• Exercise passage

MATH 4662– Content Standards
Title: ADVANCED CALCULUS II (We proposed title be changed to MATH ANALYSIS II).
Catalog Description: The real number system, basic topology of metric spaces, sequences and series, limits and continuity.
Catalog Description: Differentiation of real functions, Riemann integrals, sequences and series of functions, differentiation and integration of functions of several variables.
Prerequisite: Math 4661.
Goals: This courseis a continuation of Math 4661and is aimed at presenting further
fundamental results in Mathematical Analysis in the area of differentiation, Riemann integration, sequences and series of functions, and functions of several variables. Students will be introduced to new proof techniques in analysis.
CS 1. Differentiation.
Students will understand the concept of derivative of a real function and different Mean-Value Theorems and their consequences. They will also understand and be able to apply L’Hospital’s Rule and various theorems involving derivates of higher order.
CS2. Integrability.
Students will demonstrate an understanding of the rigorous treatment of the Riemann Integral based on Riemann and Darboux sums, the properties of the integral, and the Fundamental Theorem of Calculus.
CS3. Sequences and Series of Functions.
Students will exhibit understanding of the concepts of pointwise and uniform convergence of sequences of functions and uniform convergence of series of functions. They will be able to apply theorems on uniform convergence of sequences of continuous, differentiable, and integrable functions as well as power and Taylor series, respectively analytic functions.

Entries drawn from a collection

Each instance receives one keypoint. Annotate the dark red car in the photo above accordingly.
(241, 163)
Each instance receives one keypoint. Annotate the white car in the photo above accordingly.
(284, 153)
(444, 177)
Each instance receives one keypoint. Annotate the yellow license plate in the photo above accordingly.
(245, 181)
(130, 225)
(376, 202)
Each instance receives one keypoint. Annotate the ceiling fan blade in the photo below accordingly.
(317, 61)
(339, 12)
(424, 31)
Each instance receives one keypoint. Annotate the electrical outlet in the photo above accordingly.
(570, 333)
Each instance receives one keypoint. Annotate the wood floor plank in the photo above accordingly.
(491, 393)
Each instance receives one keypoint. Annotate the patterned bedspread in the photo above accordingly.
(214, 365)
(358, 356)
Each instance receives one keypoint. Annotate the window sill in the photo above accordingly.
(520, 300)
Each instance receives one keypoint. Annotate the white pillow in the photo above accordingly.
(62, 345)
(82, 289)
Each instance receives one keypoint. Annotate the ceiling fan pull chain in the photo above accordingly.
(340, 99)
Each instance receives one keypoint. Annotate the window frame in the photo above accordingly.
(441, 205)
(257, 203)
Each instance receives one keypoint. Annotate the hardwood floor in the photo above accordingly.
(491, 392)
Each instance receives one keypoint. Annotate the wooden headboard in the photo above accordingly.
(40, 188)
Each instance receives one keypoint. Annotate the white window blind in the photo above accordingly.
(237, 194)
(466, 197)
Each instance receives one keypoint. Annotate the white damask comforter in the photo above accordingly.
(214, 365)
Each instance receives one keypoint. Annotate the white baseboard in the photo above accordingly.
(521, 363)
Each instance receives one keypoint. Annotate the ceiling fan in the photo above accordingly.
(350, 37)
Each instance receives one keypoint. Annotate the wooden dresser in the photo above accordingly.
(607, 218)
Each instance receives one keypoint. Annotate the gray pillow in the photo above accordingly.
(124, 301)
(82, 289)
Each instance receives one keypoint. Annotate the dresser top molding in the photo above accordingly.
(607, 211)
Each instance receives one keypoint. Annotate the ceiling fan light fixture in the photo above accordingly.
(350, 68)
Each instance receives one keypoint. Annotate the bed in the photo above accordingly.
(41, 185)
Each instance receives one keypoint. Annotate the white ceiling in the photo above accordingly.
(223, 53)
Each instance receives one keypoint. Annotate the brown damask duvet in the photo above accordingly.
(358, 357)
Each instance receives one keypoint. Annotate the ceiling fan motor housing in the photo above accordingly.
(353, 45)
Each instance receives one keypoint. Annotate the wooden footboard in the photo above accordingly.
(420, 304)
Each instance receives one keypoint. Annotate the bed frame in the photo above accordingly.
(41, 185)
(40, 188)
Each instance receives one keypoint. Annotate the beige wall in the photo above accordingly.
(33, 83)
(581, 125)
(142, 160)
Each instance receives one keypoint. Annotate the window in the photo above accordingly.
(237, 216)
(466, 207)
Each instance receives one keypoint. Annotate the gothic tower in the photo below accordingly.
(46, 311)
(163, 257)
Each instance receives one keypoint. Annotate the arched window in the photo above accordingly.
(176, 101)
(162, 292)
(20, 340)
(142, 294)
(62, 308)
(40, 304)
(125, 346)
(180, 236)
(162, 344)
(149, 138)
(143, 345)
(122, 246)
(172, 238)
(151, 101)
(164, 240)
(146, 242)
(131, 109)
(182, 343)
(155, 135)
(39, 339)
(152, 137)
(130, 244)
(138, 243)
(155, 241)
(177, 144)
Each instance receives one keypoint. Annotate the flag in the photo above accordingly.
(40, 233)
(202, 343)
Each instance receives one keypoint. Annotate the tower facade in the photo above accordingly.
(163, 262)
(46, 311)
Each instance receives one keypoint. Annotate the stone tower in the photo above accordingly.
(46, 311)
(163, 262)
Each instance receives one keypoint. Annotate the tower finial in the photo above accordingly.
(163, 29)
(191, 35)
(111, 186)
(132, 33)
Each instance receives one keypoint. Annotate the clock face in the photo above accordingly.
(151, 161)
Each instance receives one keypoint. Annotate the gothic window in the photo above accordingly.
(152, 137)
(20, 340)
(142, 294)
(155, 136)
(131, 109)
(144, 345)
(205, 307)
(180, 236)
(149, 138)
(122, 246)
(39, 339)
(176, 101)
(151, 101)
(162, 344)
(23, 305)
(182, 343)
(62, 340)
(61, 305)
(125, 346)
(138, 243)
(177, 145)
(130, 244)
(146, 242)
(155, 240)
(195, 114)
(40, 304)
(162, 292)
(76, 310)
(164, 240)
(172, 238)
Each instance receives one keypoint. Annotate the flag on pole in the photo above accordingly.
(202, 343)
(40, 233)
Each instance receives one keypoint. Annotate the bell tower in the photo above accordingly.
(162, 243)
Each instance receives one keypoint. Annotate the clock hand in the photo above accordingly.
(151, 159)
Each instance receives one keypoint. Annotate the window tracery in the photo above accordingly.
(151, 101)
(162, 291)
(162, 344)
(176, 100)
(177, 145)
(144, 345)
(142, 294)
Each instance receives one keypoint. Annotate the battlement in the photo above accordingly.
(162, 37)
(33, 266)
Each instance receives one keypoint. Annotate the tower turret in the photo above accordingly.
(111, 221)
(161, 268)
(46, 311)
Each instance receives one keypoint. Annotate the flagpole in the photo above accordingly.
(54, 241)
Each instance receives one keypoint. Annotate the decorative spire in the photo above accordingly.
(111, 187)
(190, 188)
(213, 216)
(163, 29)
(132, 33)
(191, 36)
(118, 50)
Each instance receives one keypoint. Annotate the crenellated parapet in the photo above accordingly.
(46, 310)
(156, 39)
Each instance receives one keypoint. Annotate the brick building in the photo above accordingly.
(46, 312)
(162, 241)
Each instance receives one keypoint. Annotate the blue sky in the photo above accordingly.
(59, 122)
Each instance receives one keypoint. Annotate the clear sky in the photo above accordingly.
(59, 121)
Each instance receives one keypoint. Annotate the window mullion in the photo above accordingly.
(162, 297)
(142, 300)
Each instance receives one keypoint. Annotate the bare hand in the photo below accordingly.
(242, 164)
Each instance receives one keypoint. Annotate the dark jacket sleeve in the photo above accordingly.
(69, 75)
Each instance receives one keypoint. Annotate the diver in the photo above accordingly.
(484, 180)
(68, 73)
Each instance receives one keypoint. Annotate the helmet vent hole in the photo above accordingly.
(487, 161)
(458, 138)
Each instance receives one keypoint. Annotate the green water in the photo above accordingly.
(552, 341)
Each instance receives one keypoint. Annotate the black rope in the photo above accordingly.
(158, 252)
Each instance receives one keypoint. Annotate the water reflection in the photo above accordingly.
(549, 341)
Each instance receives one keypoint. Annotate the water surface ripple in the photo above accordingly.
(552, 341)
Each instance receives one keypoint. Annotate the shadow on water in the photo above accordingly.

• Requirement
Can you retype the course standards above word for word, between "Catalog Description: The" and "techniques in analysis.", inclusive?

• Solution to this task
Catalog Description: The real number system, basic topology of metric spaces, sequences and series, limits and continuity.
Catalog Description: Differentiation of real functions, Riemann integrals, sequences and series of functions, differentiation and integration of functions of several variables.
Prerequisite: Math 4661.
Goals: This courseis a continuation of Math 4661and is aimed at presenting further
fundamental results in Mathematical Analysis in the area of differentiation, Riemann integration, sequences and series of functions, and functions of several variables. Students will be introduced to new proof techniques in analysis.